■ PROBLEM TO SOLVE ■
Whenever a line in the entries below contains the string "instance", copy that line.

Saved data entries
* * *
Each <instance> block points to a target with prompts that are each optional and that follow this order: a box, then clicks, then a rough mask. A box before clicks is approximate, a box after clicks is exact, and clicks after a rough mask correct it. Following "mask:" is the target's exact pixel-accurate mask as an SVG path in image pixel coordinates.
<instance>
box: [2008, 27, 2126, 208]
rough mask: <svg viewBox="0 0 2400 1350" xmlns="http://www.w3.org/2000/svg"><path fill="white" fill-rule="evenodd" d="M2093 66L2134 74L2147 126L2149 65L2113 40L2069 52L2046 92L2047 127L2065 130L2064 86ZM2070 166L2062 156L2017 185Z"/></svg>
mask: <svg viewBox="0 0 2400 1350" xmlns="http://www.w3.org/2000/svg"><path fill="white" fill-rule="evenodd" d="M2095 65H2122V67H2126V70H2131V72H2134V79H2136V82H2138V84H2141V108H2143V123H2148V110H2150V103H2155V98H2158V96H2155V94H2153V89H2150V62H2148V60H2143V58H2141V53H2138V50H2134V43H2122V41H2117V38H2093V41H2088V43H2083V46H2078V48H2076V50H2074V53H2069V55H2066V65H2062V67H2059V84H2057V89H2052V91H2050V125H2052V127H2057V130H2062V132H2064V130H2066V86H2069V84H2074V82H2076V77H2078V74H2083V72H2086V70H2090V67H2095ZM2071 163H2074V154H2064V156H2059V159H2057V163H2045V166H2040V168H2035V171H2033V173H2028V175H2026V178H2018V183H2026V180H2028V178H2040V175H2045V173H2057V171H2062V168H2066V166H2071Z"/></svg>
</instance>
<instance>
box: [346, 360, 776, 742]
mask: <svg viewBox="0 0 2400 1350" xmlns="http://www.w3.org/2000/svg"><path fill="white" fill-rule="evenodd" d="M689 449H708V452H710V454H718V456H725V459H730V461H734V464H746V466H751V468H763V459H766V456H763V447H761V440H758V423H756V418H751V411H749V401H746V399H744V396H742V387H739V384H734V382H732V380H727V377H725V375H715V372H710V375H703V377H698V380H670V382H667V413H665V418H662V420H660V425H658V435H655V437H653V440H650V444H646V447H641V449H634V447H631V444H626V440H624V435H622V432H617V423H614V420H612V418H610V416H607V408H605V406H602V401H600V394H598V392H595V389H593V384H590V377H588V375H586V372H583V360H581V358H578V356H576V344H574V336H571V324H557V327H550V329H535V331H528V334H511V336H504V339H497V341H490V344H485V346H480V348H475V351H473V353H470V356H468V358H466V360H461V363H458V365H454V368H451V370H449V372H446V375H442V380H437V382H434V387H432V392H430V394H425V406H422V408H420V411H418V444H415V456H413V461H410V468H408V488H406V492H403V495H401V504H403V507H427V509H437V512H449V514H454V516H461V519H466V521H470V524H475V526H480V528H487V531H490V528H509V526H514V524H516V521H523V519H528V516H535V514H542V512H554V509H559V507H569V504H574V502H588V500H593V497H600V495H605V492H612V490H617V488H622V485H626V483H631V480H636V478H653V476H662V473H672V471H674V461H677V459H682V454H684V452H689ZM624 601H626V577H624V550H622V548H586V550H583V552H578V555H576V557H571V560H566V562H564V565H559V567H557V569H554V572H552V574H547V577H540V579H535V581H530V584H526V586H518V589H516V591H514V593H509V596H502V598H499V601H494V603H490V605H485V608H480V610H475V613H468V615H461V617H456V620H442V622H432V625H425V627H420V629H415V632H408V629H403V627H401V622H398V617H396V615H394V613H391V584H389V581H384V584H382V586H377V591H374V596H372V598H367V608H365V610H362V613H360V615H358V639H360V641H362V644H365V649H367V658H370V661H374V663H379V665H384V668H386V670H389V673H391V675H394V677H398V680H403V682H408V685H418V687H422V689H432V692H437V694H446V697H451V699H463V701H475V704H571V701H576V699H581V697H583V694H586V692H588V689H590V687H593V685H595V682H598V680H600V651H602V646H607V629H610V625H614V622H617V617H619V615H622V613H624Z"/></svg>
* * *
■ RESULT BELOW ■
Each <instance> block points to a target with prompts that are each optional and that follow this order: a box, then clicks, then a rough mask. A box before clicks is approximate, a box after clicks is exact, and clicks after a rough mask correct it. Following "mask:" is the target's exact pixel-accurate mask as an SVG path in image pixel coordinates.
<instance>
</instance>
<instance>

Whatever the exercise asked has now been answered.